* **EXTRAIT**
================================

Chronique de mars 2010




Le dernier coup d´éclat de Jacques Chessex.


C´était toujours avec un énorme enthousiasme que j´attendais la parution d´un nouveau livre de Jacques Chessex. Celui qui à mon avis était de son vivant un des tout premiers écrivains de langue française ne faisait pas, loin s´en faut, l´unanimité dans son pays, la très calme et paisible Suisse (on se rappelle inévitablement le vieil adage toujours ressassé selon lequel nul n´est prophète chez soi), non pas parce qu´on y eût contesté l´excellence de sa plume, mais plutôt parce que Jacques Chessex ne s´est jamais privé d´étaler au grand jour les obsessions et de traquer le puritanisme de sa vieille nation calviniste.
Né le 1er mars 1934 à Payerne dans le canton de Vaud, Jacques Chessex s´est tôt découvert deux vocations qu´il a on ne peut mieux cultivées le long da sa vie : l´écriture- où il a excellé dans pratiquement tous les registres : poésie, nouvelle, roman ou essai- et la peinture. Cette dernière passion, il ne l´a fait pourtant connaître qu´à l´âge de soixante ans quand il a fait sa première exposition. En 1956, un événement fatidique a marqué sa vie, un événement dont on retrouve des traces dans son œuvre future, à commencer par son roman L´Ogre qui lui a valu le prix Goncourt en 1973. Cet événement-là est le suicide de son père, un professeur universitaire, un suicide qui ne cessera de le hanter.

================================

* **DONNÉES RÉPERTORIÉES**
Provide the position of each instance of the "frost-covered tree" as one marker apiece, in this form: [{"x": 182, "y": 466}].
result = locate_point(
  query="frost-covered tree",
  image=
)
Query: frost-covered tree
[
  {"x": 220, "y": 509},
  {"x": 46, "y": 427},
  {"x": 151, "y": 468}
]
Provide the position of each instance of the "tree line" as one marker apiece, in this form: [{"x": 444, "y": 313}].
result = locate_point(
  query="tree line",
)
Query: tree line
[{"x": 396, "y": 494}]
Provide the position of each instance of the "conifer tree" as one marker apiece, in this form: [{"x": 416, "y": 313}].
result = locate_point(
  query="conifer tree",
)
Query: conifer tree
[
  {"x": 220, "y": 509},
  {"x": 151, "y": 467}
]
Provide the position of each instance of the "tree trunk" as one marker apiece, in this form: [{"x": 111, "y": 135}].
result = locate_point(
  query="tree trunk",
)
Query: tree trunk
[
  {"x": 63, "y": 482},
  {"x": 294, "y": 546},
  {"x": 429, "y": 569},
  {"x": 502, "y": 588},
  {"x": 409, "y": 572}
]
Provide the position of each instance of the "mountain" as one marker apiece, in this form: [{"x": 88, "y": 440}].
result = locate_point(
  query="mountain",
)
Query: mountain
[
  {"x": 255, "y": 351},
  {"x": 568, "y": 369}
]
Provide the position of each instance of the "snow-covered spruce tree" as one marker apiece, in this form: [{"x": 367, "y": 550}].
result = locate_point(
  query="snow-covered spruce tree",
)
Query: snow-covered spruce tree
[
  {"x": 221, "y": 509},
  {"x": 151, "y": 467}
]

================================

* **CONSIGNE 1**
Transcrivez le passage de l'extrait sur Jacques Chessex depuis « Né le 1er mars » jusqu'à « de le hanter. » inclus.
* **CONSIGNE 2**
Traduisez en anglais la phrase suivante de l'extrait sur Jacques Chessex : « Cette dernière passion, il ne l´a fait pourtant connaître qu´à l´âge de soixante ans quand il a fait sa première exposition. »

* **RÉSULTAT ATTENDU 1**
Né le 1er mars 1934 à Payerne dans le canton de Vaud, Jacques Chessex s´est tôt découvert deux vocations qu´il a on ne peut mieux cultivées le long da sa vie : l´écriture- où il a excellé dans pratiquement tous les registres : poésie, nouvelle, roman ou essai- et la peinture. Cette dernière passion, il ne l´a fait pourtant connaître qu´à l´âge de soixante ans quand il a fait sa première exposition. En 1956, un événement fatidique a marqué sa vie, un événement dont on retrouve des traces dans son œuvre future, à commencer par son roman L´Ogre qui lui a valu le prix Goncourt en 1973. Cet événement-là est le suicide de son père, un professeur universitaire, un suicide qui ne cessera de le hanter.

* **RÉSULTAT ATTENDU 2**
He did not make this latter passion known, however, until the age of sixty, when he held his first exhibition.